GOAL
Please report every line below that contains the word "rail", copying each such line in full.

** start of EXCERPTED RECORDS **

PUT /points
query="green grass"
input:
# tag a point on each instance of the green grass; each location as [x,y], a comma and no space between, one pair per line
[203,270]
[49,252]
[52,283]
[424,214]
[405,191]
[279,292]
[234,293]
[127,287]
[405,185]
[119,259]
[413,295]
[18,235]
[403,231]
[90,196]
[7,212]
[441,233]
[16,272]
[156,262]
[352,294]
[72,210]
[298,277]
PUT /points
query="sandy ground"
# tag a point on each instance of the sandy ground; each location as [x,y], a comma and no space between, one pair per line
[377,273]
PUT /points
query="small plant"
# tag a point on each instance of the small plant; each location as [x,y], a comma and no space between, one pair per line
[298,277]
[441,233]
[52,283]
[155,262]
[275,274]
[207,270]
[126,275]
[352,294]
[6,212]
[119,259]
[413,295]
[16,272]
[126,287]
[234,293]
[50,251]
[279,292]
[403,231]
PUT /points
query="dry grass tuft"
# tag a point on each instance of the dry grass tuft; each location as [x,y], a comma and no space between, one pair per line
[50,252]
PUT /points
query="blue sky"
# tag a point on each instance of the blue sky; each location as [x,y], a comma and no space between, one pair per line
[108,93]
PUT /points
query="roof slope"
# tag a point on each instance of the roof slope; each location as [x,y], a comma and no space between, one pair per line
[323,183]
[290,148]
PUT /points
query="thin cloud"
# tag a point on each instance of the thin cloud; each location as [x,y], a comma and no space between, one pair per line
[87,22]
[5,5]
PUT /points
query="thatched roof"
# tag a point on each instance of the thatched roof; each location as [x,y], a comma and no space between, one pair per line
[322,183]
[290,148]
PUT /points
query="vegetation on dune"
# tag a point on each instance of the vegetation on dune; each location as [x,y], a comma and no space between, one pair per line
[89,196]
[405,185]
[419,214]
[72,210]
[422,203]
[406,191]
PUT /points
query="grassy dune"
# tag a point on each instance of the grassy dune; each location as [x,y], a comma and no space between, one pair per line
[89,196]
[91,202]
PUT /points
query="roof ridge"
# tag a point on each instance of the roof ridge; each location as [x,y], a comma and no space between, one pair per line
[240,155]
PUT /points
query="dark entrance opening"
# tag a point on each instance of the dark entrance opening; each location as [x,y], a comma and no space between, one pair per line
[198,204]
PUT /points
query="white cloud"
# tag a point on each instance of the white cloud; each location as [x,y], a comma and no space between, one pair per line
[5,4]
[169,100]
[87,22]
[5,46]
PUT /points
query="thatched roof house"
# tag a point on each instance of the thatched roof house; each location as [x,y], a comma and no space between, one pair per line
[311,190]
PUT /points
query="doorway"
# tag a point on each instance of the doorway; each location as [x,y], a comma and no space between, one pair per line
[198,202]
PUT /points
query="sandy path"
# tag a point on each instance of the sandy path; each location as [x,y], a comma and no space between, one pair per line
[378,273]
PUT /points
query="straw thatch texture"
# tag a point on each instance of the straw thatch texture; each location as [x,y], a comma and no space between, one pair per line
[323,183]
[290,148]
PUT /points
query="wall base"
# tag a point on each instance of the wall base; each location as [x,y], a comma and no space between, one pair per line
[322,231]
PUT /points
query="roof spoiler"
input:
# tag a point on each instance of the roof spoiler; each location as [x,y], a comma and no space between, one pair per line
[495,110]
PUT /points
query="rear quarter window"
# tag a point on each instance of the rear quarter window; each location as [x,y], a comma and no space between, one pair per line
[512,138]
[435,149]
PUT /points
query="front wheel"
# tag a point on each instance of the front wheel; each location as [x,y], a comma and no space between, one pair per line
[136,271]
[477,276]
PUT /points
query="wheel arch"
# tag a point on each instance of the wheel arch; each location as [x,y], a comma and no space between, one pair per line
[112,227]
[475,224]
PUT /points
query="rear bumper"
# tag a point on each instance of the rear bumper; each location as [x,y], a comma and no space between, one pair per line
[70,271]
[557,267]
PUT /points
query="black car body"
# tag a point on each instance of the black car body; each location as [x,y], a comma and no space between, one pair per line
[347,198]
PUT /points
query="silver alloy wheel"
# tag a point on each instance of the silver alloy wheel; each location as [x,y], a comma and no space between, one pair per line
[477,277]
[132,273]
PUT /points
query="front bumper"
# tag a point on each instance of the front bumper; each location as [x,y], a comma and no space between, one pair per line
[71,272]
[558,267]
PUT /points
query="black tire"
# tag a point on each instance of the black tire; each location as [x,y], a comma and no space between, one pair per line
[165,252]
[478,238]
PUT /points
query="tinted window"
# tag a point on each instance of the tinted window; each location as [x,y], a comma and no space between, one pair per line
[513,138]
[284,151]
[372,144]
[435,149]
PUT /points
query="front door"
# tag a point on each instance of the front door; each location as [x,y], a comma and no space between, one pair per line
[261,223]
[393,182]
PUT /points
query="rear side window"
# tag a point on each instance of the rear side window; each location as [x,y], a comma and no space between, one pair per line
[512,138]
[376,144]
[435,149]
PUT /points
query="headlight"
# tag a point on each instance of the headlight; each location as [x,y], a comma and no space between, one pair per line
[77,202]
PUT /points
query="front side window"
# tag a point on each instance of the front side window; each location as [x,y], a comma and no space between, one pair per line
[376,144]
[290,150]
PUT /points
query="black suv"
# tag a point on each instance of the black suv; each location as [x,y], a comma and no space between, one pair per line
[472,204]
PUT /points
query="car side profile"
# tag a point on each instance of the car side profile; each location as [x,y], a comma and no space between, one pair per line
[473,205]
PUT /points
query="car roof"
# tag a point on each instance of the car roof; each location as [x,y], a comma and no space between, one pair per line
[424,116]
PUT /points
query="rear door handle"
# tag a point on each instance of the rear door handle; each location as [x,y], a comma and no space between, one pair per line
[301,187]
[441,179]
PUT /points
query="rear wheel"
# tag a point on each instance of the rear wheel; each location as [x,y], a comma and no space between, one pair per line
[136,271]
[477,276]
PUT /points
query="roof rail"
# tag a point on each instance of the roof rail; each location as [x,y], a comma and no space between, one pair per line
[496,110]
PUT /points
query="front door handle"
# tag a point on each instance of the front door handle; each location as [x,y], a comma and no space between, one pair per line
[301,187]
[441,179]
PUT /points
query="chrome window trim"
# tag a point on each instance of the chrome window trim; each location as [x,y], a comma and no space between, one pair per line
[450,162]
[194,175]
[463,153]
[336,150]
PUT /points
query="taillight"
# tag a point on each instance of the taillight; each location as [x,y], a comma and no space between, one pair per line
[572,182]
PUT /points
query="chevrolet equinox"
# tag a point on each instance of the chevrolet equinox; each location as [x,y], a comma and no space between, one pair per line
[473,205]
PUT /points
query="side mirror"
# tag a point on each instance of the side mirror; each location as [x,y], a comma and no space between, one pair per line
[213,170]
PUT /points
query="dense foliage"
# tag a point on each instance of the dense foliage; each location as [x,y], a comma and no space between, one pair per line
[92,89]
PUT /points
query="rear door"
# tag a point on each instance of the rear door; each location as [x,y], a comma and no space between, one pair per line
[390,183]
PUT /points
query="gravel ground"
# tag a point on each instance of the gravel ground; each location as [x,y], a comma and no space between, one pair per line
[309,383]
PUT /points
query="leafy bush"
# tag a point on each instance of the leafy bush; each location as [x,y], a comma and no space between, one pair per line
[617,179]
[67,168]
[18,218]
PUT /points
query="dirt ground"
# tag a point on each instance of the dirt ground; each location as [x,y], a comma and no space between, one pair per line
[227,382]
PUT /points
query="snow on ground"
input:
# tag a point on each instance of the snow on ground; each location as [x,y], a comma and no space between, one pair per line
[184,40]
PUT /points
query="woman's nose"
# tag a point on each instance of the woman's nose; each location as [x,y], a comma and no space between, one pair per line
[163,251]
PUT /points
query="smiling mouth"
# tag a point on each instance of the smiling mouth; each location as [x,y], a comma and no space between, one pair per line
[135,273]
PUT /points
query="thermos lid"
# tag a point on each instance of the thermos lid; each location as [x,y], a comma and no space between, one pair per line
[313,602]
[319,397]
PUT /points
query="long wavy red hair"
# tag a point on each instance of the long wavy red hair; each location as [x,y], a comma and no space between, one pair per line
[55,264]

** end of EXCERPTED RECORDS **

PROBLEM SOLUTION
query="roof rail"
# tag a point on each instance of the roof rail; each location as [x,y], a comma and no space between, one pair per line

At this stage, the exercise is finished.